▸ Text
*** Begin section ***

Please note: You are viewing an archived Bucknell University news story. It is possible that information found on this page has become outdated or inaccurate, and links and images contained within are not guaranteed to function correctly.
[X] Close this message.
By Kathryn Kopchik
LEWISBURG, Pa. — Marine renewable energy using river turbines. A Holocaust survivor's personal story. Bio-gas as a common combustion fuel. The developing trade relationship between China and Central Asia.
These are a few of the nearly 40 research projects Bucknell University undergraduate students are conducting this summer, covering a variety of academic disciplines in the sciences, the humanities and engineering.
Topics include a geophysical analysis of the Montandon water table, design of a processor board for mobile robotics, and the role of Korean soldiers in the Vietnam War, as well as an ongoing project developing an electro-mechanical fish.
"Integrating research and student learning is a hallmark of Bucknell's success in undergraduate education, and summer internships complement the year-round campus activities," Bucknell Provost Mick Smyer said. "Each summer, many students spend time sharpening their research skills alongside the faculty, becoming better prepared for the challenges they will face during their careers."
Sampling of research projects
• Greg Jones is planning to interview Murray Goldfinger, a Holocaust survivor, to document and record his life experience with nearly every aspect of the Holocaust, beginning with his time in Polish ghettos, his trip to Auschwitz, his encounter with Josef Mengele and his liberation. "Mr. Goldfinger's story is a tremendous opportunity for me as a student, as a historian, and as a person to do my part to help future generations to learn from his life," said Jones, a junior history major from Springfield, Va.

*** End section ***

▸ Work instruction A
Rename "news story" to "press release" in the Bucknell summer research article between "Please note: You" and "Close this message.", inclusive, and write out that passage with the change.
▸ Work instruction B
Go on with the article on Bucknell's summer student research, starting after its last sentence.

(Collection entries)
*** Begin section ***

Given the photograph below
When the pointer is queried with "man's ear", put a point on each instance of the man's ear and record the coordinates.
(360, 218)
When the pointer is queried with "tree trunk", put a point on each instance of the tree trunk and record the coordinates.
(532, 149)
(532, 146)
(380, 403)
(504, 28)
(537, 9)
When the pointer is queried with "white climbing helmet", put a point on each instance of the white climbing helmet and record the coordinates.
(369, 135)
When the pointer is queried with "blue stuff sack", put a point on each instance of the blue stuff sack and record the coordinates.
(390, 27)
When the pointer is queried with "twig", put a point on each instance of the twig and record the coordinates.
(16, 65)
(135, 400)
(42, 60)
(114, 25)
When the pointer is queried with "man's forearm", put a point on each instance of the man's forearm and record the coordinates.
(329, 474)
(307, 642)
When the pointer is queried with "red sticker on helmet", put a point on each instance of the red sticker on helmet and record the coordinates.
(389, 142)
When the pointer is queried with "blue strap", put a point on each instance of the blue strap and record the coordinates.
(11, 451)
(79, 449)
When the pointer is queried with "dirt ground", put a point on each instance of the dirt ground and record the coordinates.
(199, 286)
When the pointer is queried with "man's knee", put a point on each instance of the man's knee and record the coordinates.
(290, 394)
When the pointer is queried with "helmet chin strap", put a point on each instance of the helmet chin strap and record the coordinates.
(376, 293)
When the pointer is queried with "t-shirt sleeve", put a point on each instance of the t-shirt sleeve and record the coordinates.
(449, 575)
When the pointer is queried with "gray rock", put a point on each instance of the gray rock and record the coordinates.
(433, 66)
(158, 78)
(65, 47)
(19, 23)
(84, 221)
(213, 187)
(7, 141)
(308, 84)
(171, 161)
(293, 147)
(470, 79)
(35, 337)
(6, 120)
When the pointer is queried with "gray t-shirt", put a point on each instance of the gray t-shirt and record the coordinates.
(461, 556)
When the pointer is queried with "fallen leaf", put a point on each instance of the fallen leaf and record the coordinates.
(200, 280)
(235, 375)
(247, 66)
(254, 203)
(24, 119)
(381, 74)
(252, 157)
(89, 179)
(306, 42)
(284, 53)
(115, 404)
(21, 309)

*** End section ***

▸ Task answer A
Please note: You are viewing an archived Bucknell University press release. It is possible that information found on this page has become outdated or inaccurate, and links and images contained within are not guaranteed to function correctly.
[X] Close this message.

▸ Task answer B
• Nhu-Y Le is exploring feminism in Indian and Chinese mythology to understand why women in contemporary Asian societies are viewed as weak and unassertive in contrast to strong mythological Chinese and Indian heroines, goddesses and revolutionaries. "I strongly believe that a nation's cultural tradition heavily influences its contemporary practices," said Le, a junior from Pflugerville, Texas, who is majoring in political science. "Understanding the cultural histories of these nations will provide insight to assessing their present gender issues."
• Justin O'Brien will use Bucknell's hydraulic flume to explore the impact of marine renewable energy (MRE) turbines on a river bed. MRE turbines harness the energy of the moving water but also can disturb aquatic wildlife and cause sediment to disperse and block sunlight. "With marine renewable energy alternatives, as well as other renewable energy sources, there are environmental impacts which need to be considered and accounted for during the design, testing and implementation stages of their development," said O'Brien, a sophomore civil engineering major from Orwigsburg, Pa.
• Renee Perry and Joseph Russell are working on two separate projects to improve drug delivery using hydrogel capsules and a polymer matrix that erodes, releasing the medication over time. Perry, a senior majoring in chemical engineering from Hamlin, N.Y., plans to "consistently create hydrogel capsules and separate them into a buffer solution that mimics the cell's environment in the body." Russell, a senior chemical engineering major from Schuylkill Haven, Pa., "is working to develop a sustained release platform to allow therapeutic drugs to release a constant amount of the drug within the blood stream, which is safer for patients, more effective, and will have reduced side effects."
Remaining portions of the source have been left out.